Description of the task
Find every line in the listing below that contains the word "yellow" and copy each of those lines.

>> start Data lines

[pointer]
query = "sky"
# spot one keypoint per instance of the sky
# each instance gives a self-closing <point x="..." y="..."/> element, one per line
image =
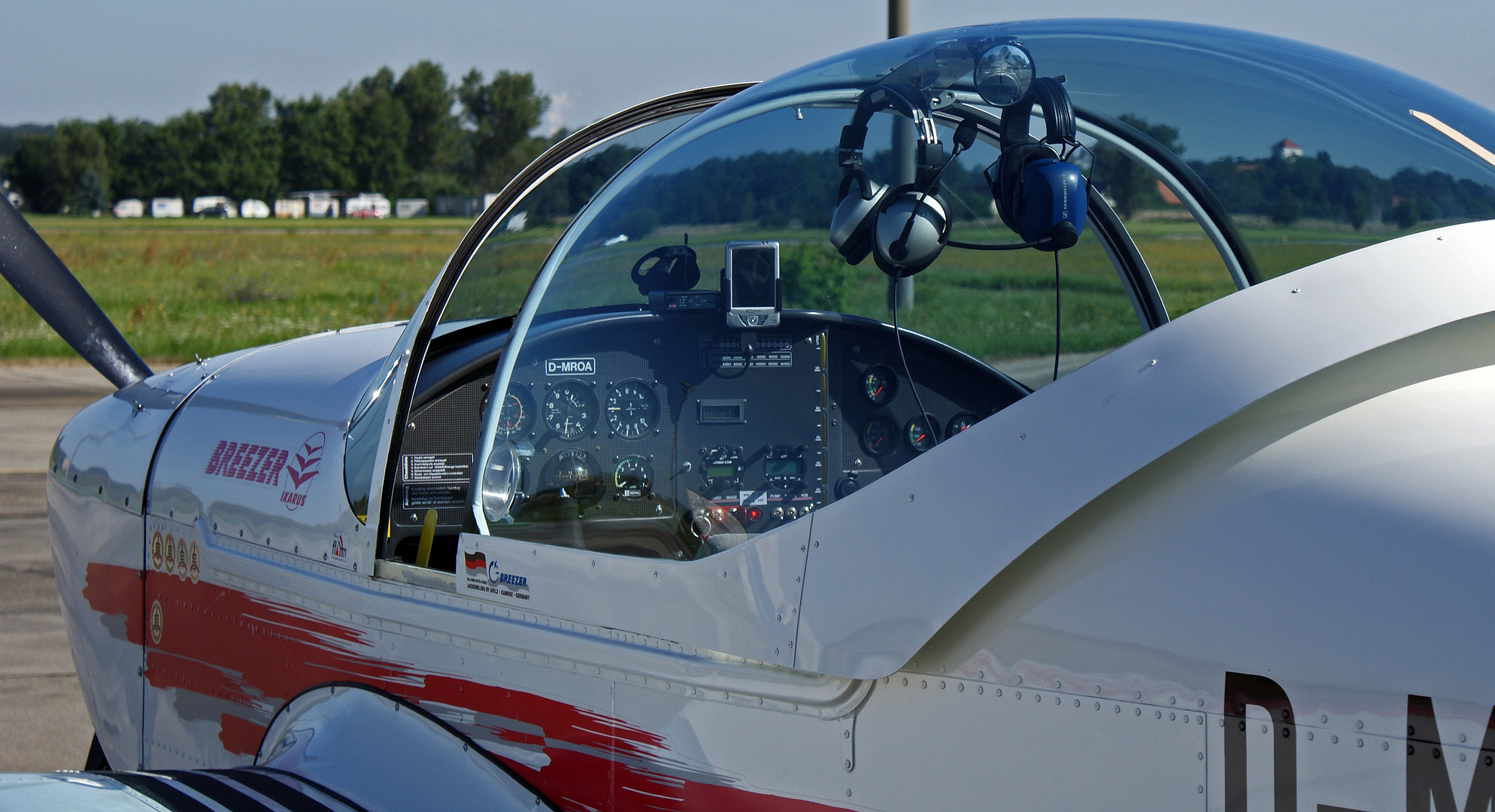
<point x="74" y="59"/>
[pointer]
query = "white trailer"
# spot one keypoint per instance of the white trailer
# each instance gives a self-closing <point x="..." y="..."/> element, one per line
<point x="130" y="207"/>
<point x="411" y="207"/>
<point x="166" y="207"/>
<point x="368" y="205"/>
<point x="254" y="208"/>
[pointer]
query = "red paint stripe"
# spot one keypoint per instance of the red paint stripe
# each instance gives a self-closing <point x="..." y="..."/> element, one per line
<point x="259" y="654"/>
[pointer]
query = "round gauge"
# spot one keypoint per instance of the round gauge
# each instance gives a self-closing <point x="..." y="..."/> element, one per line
<point x="721" y="467"/>
<point x="784" y="468"/>
<point x="632" y="408"/>
<point x="879" y="385"/>
<point x="923" y="432"/>
<point x="960" y="423"/>
<point x="879" y="435"/>
<point x="575" y="473"/>
<point x="632" y="477"/>
<point x="570" y="410"/>
<point x="517" y="413"/>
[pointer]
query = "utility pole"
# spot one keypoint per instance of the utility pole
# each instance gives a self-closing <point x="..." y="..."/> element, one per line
<point x="900" y="292"/>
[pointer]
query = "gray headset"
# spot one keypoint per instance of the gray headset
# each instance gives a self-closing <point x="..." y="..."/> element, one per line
<point x="902" y="228"/>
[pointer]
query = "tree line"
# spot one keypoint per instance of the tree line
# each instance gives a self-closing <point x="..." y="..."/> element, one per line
<point x="1290" y="189"/>
<point x="414" y="135"/>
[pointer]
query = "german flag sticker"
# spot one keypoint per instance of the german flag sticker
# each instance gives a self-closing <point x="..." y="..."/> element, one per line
<point x="156" y="623"/>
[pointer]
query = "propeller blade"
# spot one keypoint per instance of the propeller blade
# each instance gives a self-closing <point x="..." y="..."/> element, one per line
<point x="45" y="283"/>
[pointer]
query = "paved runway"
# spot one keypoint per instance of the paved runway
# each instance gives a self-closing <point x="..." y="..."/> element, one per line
<point x="42" y="720"/>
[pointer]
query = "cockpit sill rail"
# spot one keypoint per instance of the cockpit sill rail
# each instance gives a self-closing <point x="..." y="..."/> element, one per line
<point x="534" y="639"/>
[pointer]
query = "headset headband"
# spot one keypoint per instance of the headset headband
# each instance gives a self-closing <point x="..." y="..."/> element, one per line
<point x="908" y="101"/>
<point x="1059" y="116"/>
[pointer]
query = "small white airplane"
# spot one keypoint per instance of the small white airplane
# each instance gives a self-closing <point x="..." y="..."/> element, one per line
<point x="735" y="541"/>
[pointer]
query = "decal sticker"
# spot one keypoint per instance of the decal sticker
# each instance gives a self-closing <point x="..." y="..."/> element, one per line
<point x="156" y="623"/>
<point x="247" y="462"/>
<point x="572" y="367"/>
<point x="171" y="555"/>
<point x="487" y="576"/>
<point x="435" y="467"/>
<point x="301" y="470"/>
<point x="157" y="550"/>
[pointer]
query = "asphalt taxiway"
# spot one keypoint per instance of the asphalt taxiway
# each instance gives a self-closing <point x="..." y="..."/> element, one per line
<point x="44" y="724"/>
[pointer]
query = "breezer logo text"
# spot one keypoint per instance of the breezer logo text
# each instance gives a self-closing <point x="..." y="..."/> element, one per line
<point x="249" y="462"/>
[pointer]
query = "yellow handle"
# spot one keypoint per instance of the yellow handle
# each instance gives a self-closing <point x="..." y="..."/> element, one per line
<point x="428" y="535"/>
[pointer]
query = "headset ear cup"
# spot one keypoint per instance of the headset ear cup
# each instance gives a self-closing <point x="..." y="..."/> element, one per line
<point x="853" y="222"/>
<point x="1006" y="187"/>
<point x="927" y="235"/>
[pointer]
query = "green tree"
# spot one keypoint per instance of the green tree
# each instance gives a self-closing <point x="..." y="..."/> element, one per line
<point x="434" y="131"/>
<point x="240" y="153"/>
<point x="501" y="114"/>
<point x="814" y="277"/>
<point x="1130" y="184"/>
<point x="1286" y="210"/>
<point x="90" y="196"/>
<point x="380" y="132"/>
<point x="50" y="168"/>
<point x="316" y="144"/>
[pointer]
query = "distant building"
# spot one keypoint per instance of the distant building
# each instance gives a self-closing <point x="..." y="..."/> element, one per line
<point x="367" y="205"/>
<point x="129" y="208"/>
<point x="293" y="208"/>
<point x="254" y="208"/>
<point x="458" y="205"/>
<point x="1286" y="150"/>
<point x="323" y="202"/>
<point x="214" y="205"/>
<point x="411" y="207"/>
<point x="166" y="207"/>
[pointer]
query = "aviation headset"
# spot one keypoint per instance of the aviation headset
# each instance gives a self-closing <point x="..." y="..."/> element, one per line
<point x="903" y="228"/>
<point x="1038" y="195"/>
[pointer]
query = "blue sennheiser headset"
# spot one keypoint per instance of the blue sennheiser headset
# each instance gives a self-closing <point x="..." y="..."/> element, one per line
<point x="1039" y="195"/>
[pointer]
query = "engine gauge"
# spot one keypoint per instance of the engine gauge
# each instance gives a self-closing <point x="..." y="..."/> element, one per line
<point x="632" y="477"/>
<point x="570" y="410"/>
<point x="879" y="435"/>
<point x="784" y="468"/>
<point x="632" y="408"/>
<point x="516" y="414"/>
<point x="721" y="467"/>
<point x="960" y="423"/>
<point x="923" y="432"/>
<point x="575" y="473"/>
<point x="879" y="385"/>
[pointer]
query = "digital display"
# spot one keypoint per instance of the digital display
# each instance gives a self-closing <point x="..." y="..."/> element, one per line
<point x="720" y="411"/>
<point x="793" y="468"/>
<point x="752" y="277"/>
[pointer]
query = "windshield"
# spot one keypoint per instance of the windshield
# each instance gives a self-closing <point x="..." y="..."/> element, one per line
<point x="657" y="403"/>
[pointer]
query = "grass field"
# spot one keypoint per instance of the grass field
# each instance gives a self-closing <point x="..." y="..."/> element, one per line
<point x="180" y="287"/>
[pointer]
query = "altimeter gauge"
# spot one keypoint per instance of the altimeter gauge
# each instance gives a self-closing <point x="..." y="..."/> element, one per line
<point x="570" y="410"/>
<point x="632" y="408"/>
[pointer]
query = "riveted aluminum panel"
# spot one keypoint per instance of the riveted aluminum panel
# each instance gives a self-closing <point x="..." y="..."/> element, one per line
<point x="1048" y="455"/>
<point x="741" y="601"/>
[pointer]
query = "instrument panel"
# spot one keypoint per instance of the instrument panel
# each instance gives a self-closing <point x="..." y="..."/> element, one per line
<point x="672" y="435"/>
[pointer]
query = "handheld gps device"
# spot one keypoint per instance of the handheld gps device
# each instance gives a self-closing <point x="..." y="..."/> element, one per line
<point x="751" y="284"/>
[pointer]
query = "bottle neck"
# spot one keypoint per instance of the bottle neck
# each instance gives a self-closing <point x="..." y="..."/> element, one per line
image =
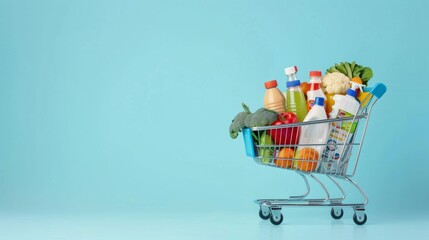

>> end Data lines

Final answer
query = "yellow handle"
# spot one keypoint per instance of the yellow handle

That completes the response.